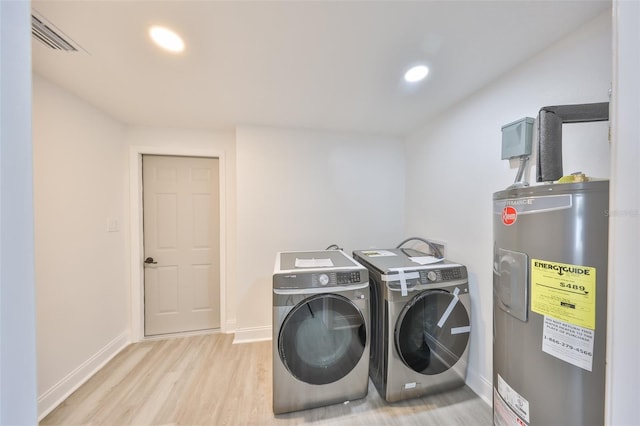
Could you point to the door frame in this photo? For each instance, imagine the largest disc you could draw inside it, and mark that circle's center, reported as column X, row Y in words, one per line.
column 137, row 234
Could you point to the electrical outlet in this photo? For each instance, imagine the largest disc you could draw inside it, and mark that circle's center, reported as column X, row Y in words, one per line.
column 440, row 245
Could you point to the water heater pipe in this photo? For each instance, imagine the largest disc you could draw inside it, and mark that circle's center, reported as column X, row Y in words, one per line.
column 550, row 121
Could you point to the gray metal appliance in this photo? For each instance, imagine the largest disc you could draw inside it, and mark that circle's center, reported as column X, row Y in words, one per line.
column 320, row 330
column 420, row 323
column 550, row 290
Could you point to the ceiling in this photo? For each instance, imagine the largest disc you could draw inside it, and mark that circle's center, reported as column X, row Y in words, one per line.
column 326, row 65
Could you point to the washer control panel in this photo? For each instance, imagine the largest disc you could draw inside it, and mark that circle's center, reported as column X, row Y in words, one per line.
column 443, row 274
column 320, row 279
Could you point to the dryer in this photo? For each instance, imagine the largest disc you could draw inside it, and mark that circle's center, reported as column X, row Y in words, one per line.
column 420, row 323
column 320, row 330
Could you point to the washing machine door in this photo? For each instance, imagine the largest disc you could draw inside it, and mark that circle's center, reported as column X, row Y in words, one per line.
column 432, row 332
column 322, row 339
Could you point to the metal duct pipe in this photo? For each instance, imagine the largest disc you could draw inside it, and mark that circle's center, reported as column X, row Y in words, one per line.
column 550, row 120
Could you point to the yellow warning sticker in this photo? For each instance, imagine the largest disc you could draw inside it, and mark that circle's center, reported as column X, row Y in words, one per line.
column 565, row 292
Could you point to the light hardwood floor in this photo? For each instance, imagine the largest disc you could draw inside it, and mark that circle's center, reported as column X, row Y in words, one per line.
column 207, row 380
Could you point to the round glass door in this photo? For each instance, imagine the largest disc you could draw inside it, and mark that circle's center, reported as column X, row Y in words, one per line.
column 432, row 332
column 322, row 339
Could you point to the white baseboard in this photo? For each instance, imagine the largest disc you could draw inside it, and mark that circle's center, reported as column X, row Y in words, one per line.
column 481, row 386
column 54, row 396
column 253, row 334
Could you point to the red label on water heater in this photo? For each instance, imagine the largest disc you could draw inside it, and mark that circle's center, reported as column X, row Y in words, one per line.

Task details:
Output the records above unchanged, minus their pictures.

Task response:
Could you point to the door frame in this photo? For each instance, imagine the largest disc you could draw inside it, and mark that circle's center, reported as column X, row Y in words, one per line.
column 137, row 234
Could you point to the electrical outlet in this photo? For each instance, imagine the largest disc you could draw inside it, and mark that circle's center, reported as column X, row Y in words, one per line.
column 440, row 245
Could you point to the water heater pipe in this photo? For each instance, imagine the largest disc you could draw inside it, and mark that circle's center, reported as column X, row Y in words, one per line.
column 550, row 121
Could you point to the gray metal appliance in this photo? For each instance, imagine the largest disc you could draw inside it, and mark that circle's center, reported as column X, row Y in words, one per line.
column 320, row 330
column 420, row 323
column 550, row 290
Could you point to the ceiling in this photo? For each instance, imagine the largest disc you could draw inside it, and mark that circle's center, reported as column X, row Y in words, one per line.
column 326, row 65
Could you point to the washer control panel in this photo? For each instance, imagine the largest disc you could draw inside it, and mark that circle's center, reported as column X, row Y in words, one per line.
column 443, row 274
column 320, row 279
Could you point to the dryer in this photo? For each instance, imagine the largest disc you could draw inside it, and mark that circle's center, reported as column X, row Y in words, one per line.
column 420, row 323
column 320, row 330
Could you point to the washing machine door in this photo? For each instance, imagine the largest disc you could draw inside it, and mark that circle's center, reported as column X, row Y in words, one per line.
column 432, row 332
column 322, row 339
Could you point to the metal duct pipe in this photo? For each instance, imagine the largest disc you could draw inside it, and mark that circle's center, reported as column X, row Y in words, one per line.
column 550, row 120
Could you point to the yellow warning sticker in this photo? For each instance, imagine the largest disc you could draw inside it, and mark that circle's center, reported as column X, row Y in words, one per line.
column 565, row 292
Could you point to the light hardwood floor in this photo? For each instance, imagine the largest disc you could draw inside it, and mark that circle's center, reported as column X, row Y in words, one per line.
column 207, row 380
Could you point to the round glass door in this photo? For each instance, imagine the largest disc you could draw inside it, and mark that circle's center, reported as column X, row Y in words, one per line.
column 432, row 332
column 322, row 339
Could you point to the white baseboard in this photo? For each instance, imagine the largest disc you could draw inside it, and mark that circle's center, reported as column X, row Y in words, one per line.
column 481, row 386
column 54, row 396
column 253, row 334
Could you point to the red label on water heater in this photo? For each instance, imagine the largest disc you could draw inside it, and mark that circle's center, reported as column X, row Y in words, one per line.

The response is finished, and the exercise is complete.